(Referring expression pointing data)
[Start of Attachment]

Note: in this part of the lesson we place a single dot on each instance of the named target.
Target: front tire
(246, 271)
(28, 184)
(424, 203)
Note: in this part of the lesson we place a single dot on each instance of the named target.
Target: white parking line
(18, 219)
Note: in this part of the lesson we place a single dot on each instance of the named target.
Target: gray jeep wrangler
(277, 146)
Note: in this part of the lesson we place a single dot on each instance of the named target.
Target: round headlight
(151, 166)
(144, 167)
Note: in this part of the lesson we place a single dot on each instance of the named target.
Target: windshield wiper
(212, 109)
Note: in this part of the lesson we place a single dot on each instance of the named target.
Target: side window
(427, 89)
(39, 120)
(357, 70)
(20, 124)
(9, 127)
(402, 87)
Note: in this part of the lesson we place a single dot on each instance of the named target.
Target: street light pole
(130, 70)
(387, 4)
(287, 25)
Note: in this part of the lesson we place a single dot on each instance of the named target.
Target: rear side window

[End of Attachment]
[Start of Attachment]

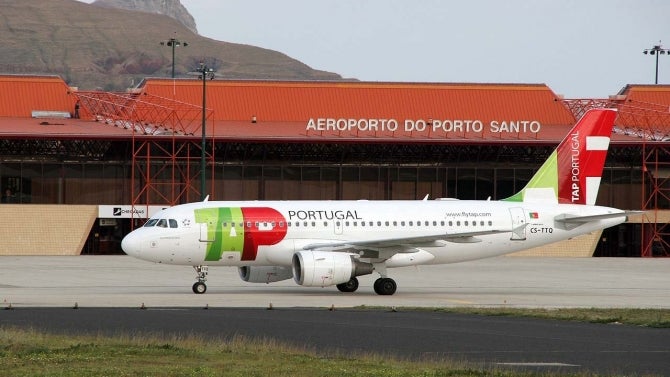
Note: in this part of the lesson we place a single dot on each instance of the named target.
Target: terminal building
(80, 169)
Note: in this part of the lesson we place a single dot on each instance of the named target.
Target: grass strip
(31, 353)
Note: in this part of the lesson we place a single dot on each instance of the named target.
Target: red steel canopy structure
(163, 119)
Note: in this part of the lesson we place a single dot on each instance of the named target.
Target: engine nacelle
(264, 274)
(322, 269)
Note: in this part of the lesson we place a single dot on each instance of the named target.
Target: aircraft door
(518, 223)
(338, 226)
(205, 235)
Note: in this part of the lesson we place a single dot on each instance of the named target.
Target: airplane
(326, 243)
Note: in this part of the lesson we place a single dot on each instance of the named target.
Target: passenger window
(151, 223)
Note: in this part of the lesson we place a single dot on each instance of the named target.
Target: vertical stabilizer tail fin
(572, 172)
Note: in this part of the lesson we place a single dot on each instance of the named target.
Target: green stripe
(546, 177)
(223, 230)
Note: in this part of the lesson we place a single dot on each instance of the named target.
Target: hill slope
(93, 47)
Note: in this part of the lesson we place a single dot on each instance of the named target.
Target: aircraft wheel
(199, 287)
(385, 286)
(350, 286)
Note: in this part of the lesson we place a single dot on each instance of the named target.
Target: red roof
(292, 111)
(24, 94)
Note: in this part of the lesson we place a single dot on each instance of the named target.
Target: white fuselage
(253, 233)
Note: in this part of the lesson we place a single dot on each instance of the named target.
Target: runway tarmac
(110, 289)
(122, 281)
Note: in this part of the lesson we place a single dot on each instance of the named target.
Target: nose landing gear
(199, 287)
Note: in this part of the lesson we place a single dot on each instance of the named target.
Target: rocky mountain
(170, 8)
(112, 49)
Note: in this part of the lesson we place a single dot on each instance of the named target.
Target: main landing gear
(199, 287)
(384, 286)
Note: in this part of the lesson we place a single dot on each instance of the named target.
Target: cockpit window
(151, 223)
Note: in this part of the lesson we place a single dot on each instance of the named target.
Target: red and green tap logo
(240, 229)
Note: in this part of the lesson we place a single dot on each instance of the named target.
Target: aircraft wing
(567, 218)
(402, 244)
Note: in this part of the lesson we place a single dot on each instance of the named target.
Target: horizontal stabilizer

[End of Attachment]

#### GOAL OF THE EXERCISE
Look through the entries above and quote exactly the lines from the line with "Target: runway tarmac" to the line with "Target: horizontal stabilizer", counting both of those lines.

#### TASK ANSWER
Target: runway tarmac
(110, 289)
(122, 281)
Note: in this part of the lesson we place a single dot on each instance of the named target.
Target: nose landing gear
(199, 287)
Note: in this part of the lesson we place a single dot on each instance of the named target.
Target: rocky mountain
(170, 8)
(112, 49)
Note: in this part of the lesson we place a single dot on each instance of the named target.
Target: main landing gear
(199, 287)
(384, 286)
Note: in this part of the lesson we place a single dot on each instance of the named target.
Target: cockpit window
(151, 223)
Note: in this part of the lesson we place a single dot on each instance of the named target.
Target: red and green tap logo
(240, 229)
Note: in this part of the lesson we place a single dot on each instance of the named target.
Target: aircraft wing
(567, 218)
(402, 244)
Note: in this part of the lesson we place a single dot on each instance of the named target.
Target: horizontal stabilizer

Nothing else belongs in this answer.